_Exercise text_:
....

I luv the ironic subheadline: “With economy expected to keep growing…..”
Is that innocent? Or just subliminal messaging?
Oil hits highest levels since recession
Benchmark West Texas Intermediate crude for May delivery settled Friday at $105.40 per barrel on the New York Mercantile Exchange. That was down 20 cents for the day, but oil still gained more than 4 percent this week. On Wednesday it hit $105.75 per barrel, the highest level since September 2008.
Retail gasoline prices have followed oil higher. The national average of $3.561 per gallon is the highest ever for this time of year. Pump prices are already above $4 per gallon in Alaska and Hawaii, and they’re nearly there in California.
Fuel prices are pressing higher despite a comfortable surplus of oil in the United States. The Energy Information Administration said the U.S. has enough oil in inventory to meet demand for 54 days. The surplus was 49 days in the summer of 2008. The U.S. consumes about 19.3 million barrels of petroleum per day.
What’s pushing oil prices higher is concern that global supplies will shrink this year as energy appetites grow around the world. The world is expected to use 88 million barrels of oil per day in 2011, up from 86.7 million in 2010. Meanwhile, uprisings in Libya, Yemen and other countries are threatening exports from a region that supplies 27 percent of the world’s oil. War in Libya has halted most of its 1.5 million barrels of daily exports.
Analyst and trader Stephen Schork estimated that these worries have pushed oil higher by $20 per barrel in recent weeks.
On top of that, Barclays Capital noted that China’s oil demand has jumped 15 percent this year. Analyst Sudakshina Unnikrishnan has raised her forecast for the average price of benchmark oil to $106 per barrel this year from $91.
Meanwhile, major oil producers like Saudi Arabia already have cranked up production to make up for lost Libyan oil. While this increases the flow of oil right now, it also cuts off spare production that could have been tapped later this year to meet increasing world demand. Spare production capacity, which was thought to be around 5 million barrels per day earlier this year, has since dropped to about 3 million barrels, Unnikrishnan said.

....

_Records supplied_:
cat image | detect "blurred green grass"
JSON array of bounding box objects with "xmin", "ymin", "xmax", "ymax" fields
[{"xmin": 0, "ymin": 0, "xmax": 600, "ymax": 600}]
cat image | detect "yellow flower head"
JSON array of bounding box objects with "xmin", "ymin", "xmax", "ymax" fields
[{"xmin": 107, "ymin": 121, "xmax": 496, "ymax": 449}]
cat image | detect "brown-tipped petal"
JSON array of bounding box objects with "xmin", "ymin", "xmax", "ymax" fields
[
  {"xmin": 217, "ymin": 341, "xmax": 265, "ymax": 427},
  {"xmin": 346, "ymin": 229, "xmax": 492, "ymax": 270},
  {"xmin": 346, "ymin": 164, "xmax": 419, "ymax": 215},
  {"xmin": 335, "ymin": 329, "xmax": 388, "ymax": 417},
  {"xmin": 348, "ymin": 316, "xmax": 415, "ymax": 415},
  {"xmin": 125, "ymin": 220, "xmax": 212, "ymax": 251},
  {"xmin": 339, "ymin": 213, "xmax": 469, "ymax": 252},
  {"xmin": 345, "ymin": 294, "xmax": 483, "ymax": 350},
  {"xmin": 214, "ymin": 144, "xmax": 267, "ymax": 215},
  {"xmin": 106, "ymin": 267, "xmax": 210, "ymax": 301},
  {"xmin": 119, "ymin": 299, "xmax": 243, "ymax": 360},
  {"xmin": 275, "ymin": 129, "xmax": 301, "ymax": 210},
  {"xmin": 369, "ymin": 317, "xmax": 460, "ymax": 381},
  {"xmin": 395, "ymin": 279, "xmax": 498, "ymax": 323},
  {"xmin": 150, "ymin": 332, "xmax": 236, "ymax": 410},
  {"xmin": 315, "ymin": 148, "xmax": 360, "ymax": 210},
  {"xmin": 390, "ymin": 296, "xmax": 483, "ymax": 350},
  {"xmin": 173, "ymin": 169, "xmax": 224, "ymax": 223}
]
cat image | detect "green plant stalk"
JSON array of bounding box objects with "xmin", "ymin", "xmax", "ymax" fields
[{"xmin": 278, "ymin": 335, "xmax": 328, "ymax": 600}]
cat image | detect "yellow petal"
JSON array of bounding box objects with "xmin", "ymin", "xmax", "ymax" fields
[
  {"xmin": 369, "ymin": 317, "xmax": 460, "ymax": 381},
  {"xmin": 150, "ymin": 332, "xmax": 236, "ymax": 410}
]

....

Can you write out, word for word, the passage of the oil-price text from "Retail gasoline prices" to "petroleum per day."?

_Response for this exercise_:
Retail gasoline prices have followed oil higher. The national average of $3.561 per gallon is the highest ever for this time of year. Pump prices are already above $4 per gallon in Alaska and Hawaii, and they’re nearly there in California.
Fuel prices are pressing higher despite a comfortable surplus of oil in the United States. The Energy Information Administration said the U.S. has enough oil in inventory to meet demand for 54 days. The surplus was 49 days in the summer of 2008. The U.S. consumes about 19.3 million barrels of petroleum per day.